### Extract
'Hot' electrons in metallic nanostructures—non-thermal carriers or heating?

What happens to a piece of metal when you shine light on it? This question, which has been one of the driving forces of modern physics, gained renewed interest in recent years, with the advances in fabrication of small metallic nano-particles. When a piece of metal is very small, it turns out that it can couple extremely well to visible light. The study of fundamental and applicable aspects of this interaction is typically referred to as plasmonics.

Within the field of plasmonics—and considering metallic nanoparticles—two different answers emerged to the question posed above. The first, which relies on classical physics and is quite intuitive, is that the nanoparticle heats up. Indeed, the fact that illuminated nanoparticles serve as localized heat sources has found a wide variety of applications, from cancer treatment to water desalination. The second answer is subtler, and suggests that upon illumination, the electrons deviate from equilibrium and occupy a non-Fermi distribution, characterized by an excess of electrons at high energies, so-called "hot electrons."

These two models, heating vs "hot electrons," are typically presented as orthogonal, and theories either address one or the other. In a recent work, conducted by the groups of Prof. Yonatan Sivan and Yonatan Dubi (both from Ben-Gurion University, Israel), these two pictures were merged into a single theoretical framework, which enabled them to fully evaluate both the electron distribution and the electron and lattice temperatures of an illuminated nanoparticle. Their research results were published in Light: Science and Applications.

### Task goal
Write out, word for word, the part of the plasmonics article above between "What happens to" and "to as plasmonics.", inclusive.

(Point-per-instance localization data)
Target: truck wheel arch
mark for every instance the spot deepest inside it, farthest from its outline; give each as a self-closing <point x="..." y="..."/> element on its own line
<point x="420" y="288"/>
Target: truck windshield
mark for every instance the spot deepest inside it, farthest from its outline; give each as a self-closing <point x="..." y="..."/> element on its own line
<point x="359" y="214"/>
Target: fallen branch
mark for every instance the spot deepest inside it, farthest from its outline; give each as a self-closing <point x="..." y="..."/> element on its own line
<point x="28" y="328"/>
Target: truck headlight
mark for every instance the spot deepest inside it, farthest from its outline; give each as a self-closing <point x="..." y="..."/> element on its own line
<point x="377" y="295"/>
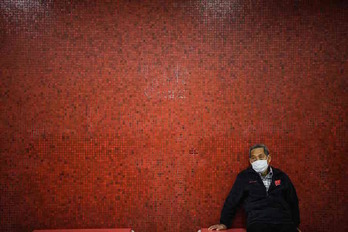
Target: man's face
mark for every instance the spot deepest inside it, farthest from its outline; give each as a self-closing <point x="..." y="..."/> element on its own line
<point x="259" y="154"/>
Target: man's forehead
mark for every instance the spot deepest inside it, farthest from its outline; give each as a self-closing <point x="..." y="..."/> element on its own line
<point x="257" y="151"/>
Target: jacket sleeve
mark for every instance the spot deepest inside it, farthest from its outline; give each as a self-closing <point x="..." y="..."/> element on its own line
<point x="232" y="202"/>
<point x="293" y="202"/>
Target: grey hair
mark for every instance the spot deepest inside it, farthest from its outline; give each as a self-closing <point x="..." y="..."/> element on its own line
<point x="265" y="149"/>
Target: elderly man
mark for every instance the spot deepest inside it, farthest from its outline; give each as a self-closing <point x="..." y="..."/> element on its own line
<point x="267" y="194"/>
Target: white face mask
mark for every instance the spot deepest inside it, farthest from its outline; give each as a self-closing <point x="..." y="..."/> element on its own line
<point x="259" y="166"/>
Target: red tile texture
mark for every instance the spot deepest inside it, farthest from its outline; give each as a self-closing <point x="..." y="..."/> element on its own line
<point x="140" y="113"/>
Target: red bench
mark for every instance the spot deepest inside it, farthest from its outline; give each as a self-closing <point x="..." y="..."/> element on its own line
<point x="87" y="230"/>
<point x="229" y="230"/>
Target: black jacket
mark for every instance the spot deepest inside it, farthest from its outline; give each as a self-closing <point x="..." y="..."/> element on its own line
<point x="278" y="206"/>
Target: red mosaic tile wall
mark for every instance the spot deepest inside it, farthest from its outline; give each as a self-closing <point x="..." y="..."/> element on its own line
<point x="140" y="113"/>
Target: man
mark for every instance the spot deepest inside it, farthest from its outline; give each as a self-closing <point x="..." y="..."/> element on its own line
<point x="267" y="194"/>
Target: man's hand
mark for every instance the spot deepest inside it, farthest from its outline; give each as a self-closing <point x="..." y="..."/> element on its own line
<point x="218" y="227"/>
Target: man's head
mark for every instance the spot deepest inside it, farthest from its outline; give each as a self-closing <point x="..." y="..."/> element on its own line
<point x="259" y="152"/>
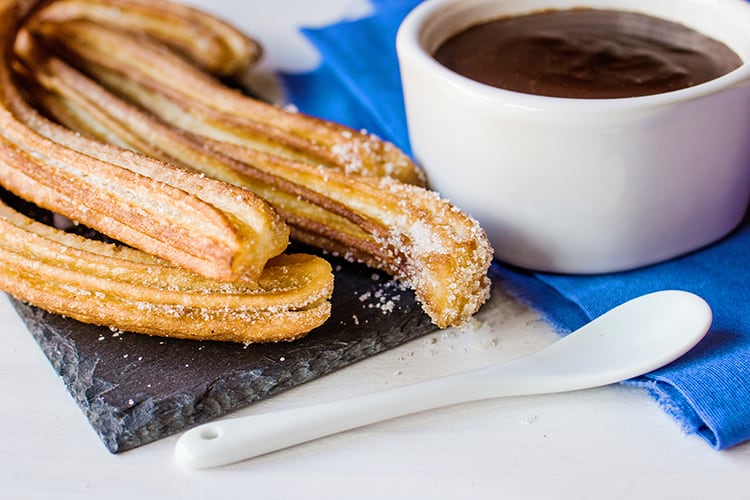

### Exercise result
What happens to a piece of metal when you shine light on it? This question, which has been one of the driving forces of modern physics, gained renewed interest in recent years, with the advances in fabrication of small metallic nano-particles. When a piece of metal is very small, it turns out that it can couple extremely well to visible light. The study of fundamental and applicable aspects of this interaction is typically referred to as plasmonics.